Bei einer Entscheidung über die Verfassungsbeschwerde würde sich die Frage, ob Art. 12 Abs. 1 GG eine Auslegung des Sonderkündigungstatbestandes der Anlage I Kapitel XIX Sachgebiet A Abschnitt III Nr. 1 Abs. 5 Nr. 2 EV dahin gebietet, daß auch auf außerordentliche Kündigungen, die auf dieses Sonderkündigungsrecht gestützt werden, die Ausschlußfrist des § 626 Abs. 2 BGB anzuwenden ist, nicht stellen. Das Landesarbeitsgericht hat geprüft, ob das Kündigungsrecht des Beklagten gemäß § 242 BGB verwirkt war und ist dabei zu einem Ergebnis gelangt, das dem Schutzzweck des Art. 12 Abs. 1 GG jedenfalls gerecht wird.

Allerdings wäre es verfassungsrechtlich bedenklich, wenn der Arbeitgeber unter Umständen einen Sonderkündigungsgrund beliebig lange zurückhalten könnte, um davon bei ihm gut dünkender Gelegenheit Gebrauch zu machen. Eine solche Rechtsanwendung, die dem Schutzgedanken des § 626 Abs. 2 BGB entgegenliefe, stünde mit der auf Art. 12 Abs. 1 GG begründeten Schutzpflicht des Staates schwerlich in Einklang, der die geltenden Kündigungsschutzbestimmungen, darunter auch § 626 Abs. 2 BGB, Rechnung tragen sollen (vgl. BVerfGE 84, 133 ≪147≫).

Bereitgestelltes Material:

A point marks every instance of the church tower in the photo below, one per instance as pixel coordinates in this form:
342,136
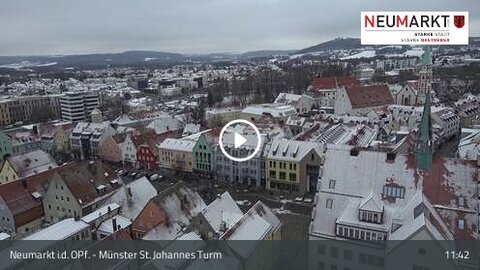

Aufgabe:
Führen Sie den Text über das Sonderkündigungsrecht und die Ausschlussfrist nach § 626 Abs. 2 BGB im Anschluss an seinen letzten Satz fort.

Erwartete Ausgabe:
Hier hatte der Arbeitgeber aber nach den vom Beschwerdeführer nicht angegriffenen Feststellungen des Landesarbeitsgerichts erst knapp drei Wochen vor dem Ausspruch der Kündigung gesicherte Kenntnis davon erhalten, daß der Beschwerdeführer hauptamtlich für das Ministerium für Staatssicherheit tätig gewesen war. Wenn das Landesarbeitsgericht unter diesen Umständen zu dem Ergebnis kommt, dem Arbeitgeber sei das Recht zum Ausspruch einer außerordentlichen Kündigung angesichts des relativ kurzen Zeitraums zwischen Kenntniserlangung und Kündigung nicht verwehrt gewesen, so ist dies aus verfassungsrechtlicher Sicht nicht zu beanstanden.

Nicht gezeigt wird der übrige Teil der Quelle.